▶ [PARTS OF THE EXERCISE]:
1/ From the text on GDPR fines for SMEs, list the new legal concepts the French data protection authority names as areas where it will be more lenient during inspections.
2/ Continue the text on GDPR fines for SMEs, starting after its final sentence.

# Start of TEXT SHOWN

In the event that Member States do not adopt laws favouring SMEs, authorities will enjoy a margin of discretion when deciding whether or not to impose a fine on SMEs for a first time violation. It is worth noting that it is not mandatory to impose a fine under the GDPR, this is only an option and the authority decides on the basis of the circumstances of the case whether or not it applies a fine. Under the GDPR, the authority takes into account if the controller or processor has committed a violation previously and, respectively, assesses the relevant aggravating and mitigating circumstances of the case. The mere fact that an entity qualifies as an SME is not an automatic mitigating factor.
Overall, I consider it completely reasonable to ask if it is compatible with the GDPR to have such a national law holding that SMEs are exempted from fines in cases of first time data protection violations. In my view, such a national law may be compatible with the GDPR if this is prescribed as a main rule and provided that even SMEs may be subject to fines for first time violations if such violations are serious.
5. What do certain EU data protection authorities say about inspections and fines?
The Latvian data protection authority says that they will first tend to consult with controllers and processors during the first year of application of the GDPR and mainly impose fines only if the relevant entity has failed to fulfill the requirements of the authority in time.
The French data protection authority says that they will be more lenient when inspecting new legal concepts (such as profiling, data portability, automated decision-making).

# End of TEXT SHOWN
# Start of DATA

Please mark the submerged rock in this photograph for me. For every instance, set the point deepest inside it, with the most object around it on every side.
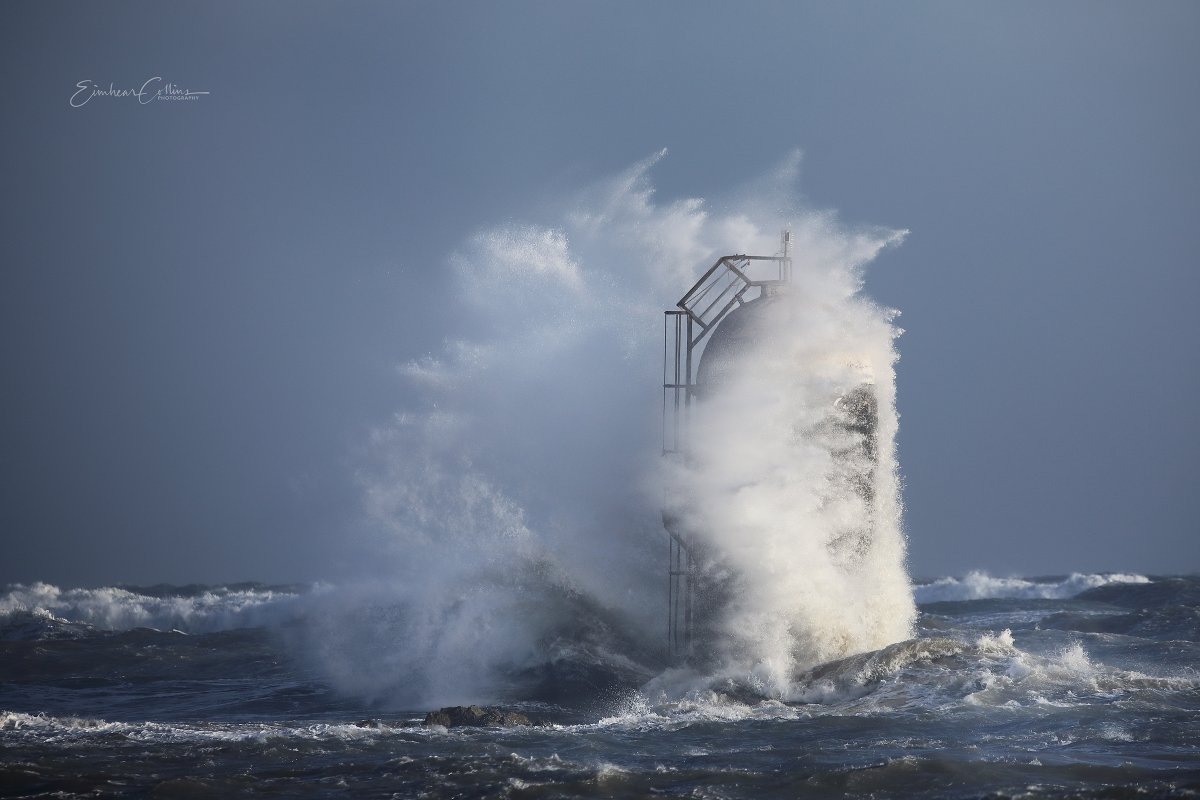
(474, 716)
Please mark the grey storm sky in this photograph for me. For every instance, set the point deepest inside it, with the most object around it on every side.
(202, 305)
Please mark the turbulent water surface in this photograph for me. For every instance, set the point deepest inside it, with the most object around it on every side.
(1067, 685)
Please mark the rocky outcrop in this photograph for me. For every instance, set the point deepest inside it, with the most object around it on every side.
(456, 716)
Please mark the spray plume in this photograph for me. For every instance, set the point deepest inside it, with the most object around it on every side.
(517, 506)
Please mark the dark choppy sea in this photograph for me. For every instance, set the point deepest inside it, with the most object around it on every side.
(1080, 686)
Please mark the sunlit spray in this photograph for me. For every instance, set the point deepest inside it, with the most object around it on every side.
(515, 505)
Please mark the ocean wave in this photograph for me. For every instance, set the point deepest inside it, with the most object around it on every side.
(981, 585)
(192, 609)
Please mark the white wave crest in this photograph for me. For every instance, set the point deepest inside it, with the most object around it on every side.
(981, 585)
(113, 608)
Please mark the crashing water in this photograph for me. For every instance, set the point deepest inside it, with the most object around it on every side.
(1011, 692)
(527, 486)
(513, 552)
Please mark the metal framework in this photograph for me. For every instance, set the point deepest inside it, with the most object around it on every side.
(685, 328)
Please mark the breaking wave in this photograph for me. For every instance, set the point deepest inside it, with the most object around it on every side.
(981, 585)
(192, 609)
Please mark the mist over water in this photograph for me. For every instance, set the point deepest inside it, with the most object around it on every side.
(515, 513)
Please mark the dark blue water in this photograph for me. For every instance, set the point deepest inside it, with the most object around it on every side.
(1083, 686)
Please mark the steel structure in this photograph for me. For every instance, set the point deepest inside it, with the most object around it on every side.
(723, 288)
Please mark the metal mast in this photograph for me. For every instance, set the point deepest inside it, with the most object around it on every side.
(721, 289)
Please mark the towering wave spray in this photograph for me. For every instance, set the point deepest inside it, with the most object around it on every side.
(516, 507)
(787, 497)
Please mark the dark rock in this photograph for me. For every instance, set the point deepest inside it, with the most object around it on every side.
(456, 716)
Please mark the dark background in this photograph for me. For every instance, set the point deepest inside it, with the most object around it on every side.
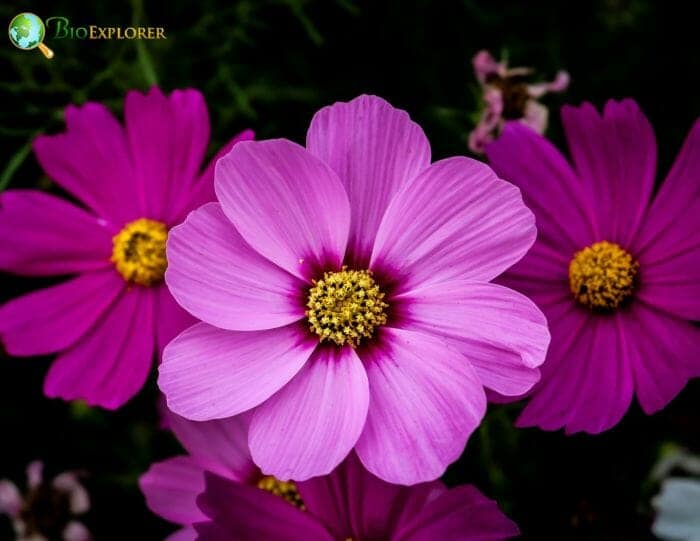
(270, 65)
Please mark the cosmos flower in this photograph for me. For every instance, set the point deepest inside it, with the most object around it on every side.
(48, 510)
(135, 183)
(616, 268)
(345, 297)
(508, 96)
(241, 503)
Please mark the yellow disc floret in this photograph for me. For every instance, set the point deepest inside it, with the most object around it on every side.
(346, 306)
(283, 489)
(139, 251)
(602, 276)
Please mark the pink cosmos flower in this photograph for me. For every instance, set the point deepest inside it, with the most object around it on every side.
(135, 182)
(243, 504)
(48, 510)
(507, 96)
(616, 268)
(345, 297)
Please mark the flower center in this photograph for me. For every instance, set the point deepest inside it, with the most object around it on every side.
(283, 489)
(602, 276)
(139, 251)
(345, 306)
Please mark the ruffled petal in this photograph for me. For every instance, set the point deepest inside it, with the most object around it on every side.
(354, 504)
(501, 332)
(550, 187)
(167, 139)
(110, 364)
(308, 427)
(55, 318)
(44, 235)
(220, 445)
(587, 383)
(664, 355)
(203, 190)
(171, 488)
(247, 513)
(375, 149)
(615, 157)
(171, 319)
(215, 275)
(425, 401)
(209, 373)
(459, 514)
(286, 203)
(455, 220)
(91, 160)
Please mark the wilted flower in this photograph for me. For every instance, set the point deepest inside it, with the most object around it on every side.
(345, 297)
(135, 182)
(241, 503)
(47, 511)
(508, 96)
(616, 266)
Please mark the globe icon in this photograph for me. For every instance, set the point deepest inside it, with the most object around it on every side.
(27, 32)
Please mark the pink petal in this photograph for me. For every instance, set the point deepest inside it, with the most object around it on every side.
(110, 364)
(55, 318)
(375, 149)
(10, 498)
(203, 190)
(91, 160)
(44, 235)
(455, 220)
(664, 355)
(171, 488)
(668, 255)
(587, 382)
(286, 203)
(308, 427)
(183, 534)
(502, 333)
(246, 513)
(171, 318)
(355, 504)
(615, 157)
(459, 514)
(220, 445)
(209, 373)
(167, 138)
(79, 499)
(426, 400)
(215, 275)
(550, 187)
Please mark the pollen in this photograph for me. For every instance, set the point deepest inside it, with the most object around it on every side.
(345, 306)
(138, 251)
(602, 277)
(283, 489)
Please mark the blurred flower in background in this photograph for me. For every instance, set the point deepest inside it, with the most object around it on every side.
(239, 502)
(135, 182)
(47, 511)
(678, 504)
(507, 95)
(616, 265)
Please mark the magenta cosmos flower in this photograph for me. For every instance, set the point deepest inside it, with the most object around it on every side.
(345, 297)
(241, 503)
(615, 268)
(135, 182)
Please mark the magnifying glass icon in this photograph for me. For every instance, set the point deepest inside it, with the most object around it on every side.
(27, 31)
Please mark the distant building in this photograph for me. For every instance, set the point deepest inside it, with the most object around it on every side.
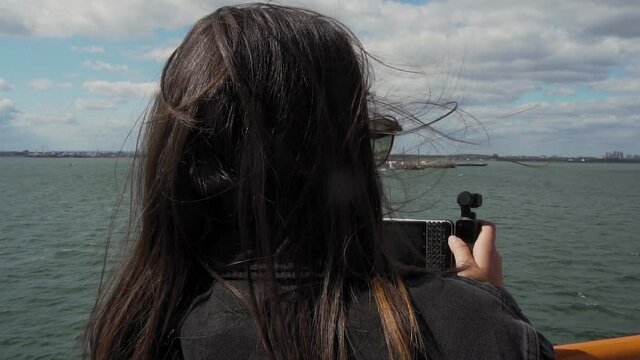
(614, 155)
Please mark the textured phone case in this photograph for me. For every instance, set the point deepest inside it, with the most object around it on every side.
(437, 252)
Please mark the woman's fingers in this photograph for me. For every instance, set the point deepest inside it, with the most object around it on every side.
(484, 249)
(461, 252)
(485, 263)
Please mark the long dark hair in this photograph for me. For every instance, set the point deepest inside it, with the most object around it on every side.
(256, 155)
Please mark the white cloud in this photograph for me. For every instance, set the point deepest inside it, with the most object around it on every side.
(35, 120)
(4, 85)
(121, 90)
(8, 110)
(486, 54)
(86, 104)
(42, 84)
(157, 54)
(45, 84)
(103, 66)
(88, 49)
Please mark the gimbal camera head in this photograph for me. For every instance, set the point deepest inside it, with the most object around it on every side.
(468, 227)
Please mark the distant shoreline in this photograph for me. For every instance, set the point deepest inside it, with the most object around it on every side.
(393, 157)
(68, 154)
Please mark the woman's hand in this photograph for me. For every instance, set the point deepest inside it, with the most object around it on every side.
(485, 264)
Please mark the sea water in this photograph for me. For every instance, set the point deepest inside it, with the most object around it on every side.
(569, 236)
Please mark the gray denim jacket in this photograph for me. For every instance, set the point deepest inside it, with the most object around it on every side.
(463, 319)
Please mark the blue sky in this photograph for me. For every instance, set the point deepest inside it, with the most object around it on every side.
(541, 78)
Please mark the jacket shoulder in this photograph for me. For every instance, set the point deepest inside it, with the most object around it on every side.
(465, 318)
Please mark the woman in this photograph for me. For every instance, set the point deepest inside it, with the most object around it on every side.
(261, 215)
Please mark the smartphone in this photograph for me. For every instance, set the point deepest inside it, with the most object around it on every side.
(422, 243)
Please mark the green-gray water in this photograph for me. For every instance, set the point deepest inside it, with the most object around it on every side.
(567, 232)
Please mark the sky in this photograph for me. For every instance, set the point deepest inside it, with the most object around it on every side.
(530, 77)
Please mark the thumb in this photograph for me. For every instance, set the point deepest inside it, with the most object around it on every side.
(461, 252)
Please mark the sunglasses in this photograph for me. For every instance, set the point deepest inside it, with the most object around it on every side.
(383, 131)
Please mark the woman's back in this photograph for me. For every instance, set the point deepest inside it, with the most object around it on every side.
(257, 154)
(460, 318)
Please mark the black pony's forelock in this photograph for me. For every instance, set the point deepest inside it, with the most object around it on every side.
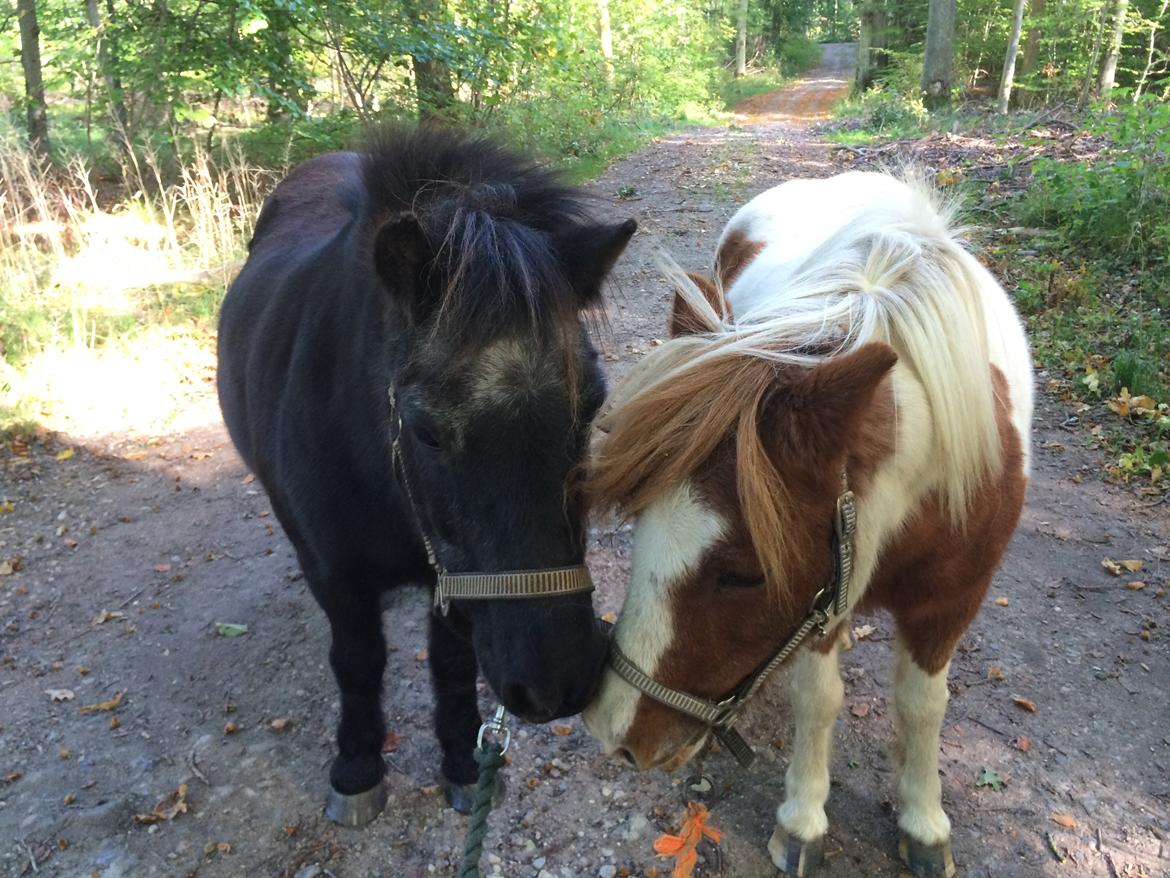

# End of DATA

▶ [RESPONSES TO THE EXERCISE]:
1/ Profiling, data portability, automated decision-making

2/
It seems that the Austrian lawmaker wishes to adopt a law based on which the authority has to take into account the SME nature of an undertaking and such entities may not be fined for first time violations that are minor.
6. What can the Hungarian lawmaker do to help SMEs?
In my opinion, it is possible to act as suggested below and it could be reassuring to controllers and processors:
(i) in case of public bodies, it could be desirable to adopt such laws pursuant to which (a) such bodies may not be fined for first time data protection violations, except if the violation is serious and (ii) the maximum amount of fine is much lower than the one set in the GDPR;
(ii) no fine may be imposed on SMEs for first time data protection violations, except if the violation is serious. To this end, Section 12/A Paragraph (2) of the Act no. XXXIV of 2004 on Small and Medium-Sized Enterprises would have to be amended and supplemented with an additional Paragraph (3).
Zoltán Balázs Kovács, J.D. (LL.M.), Partner, Szecskay Attorneys at Law, Budapest, Hungary (firstname.lastname@example.org)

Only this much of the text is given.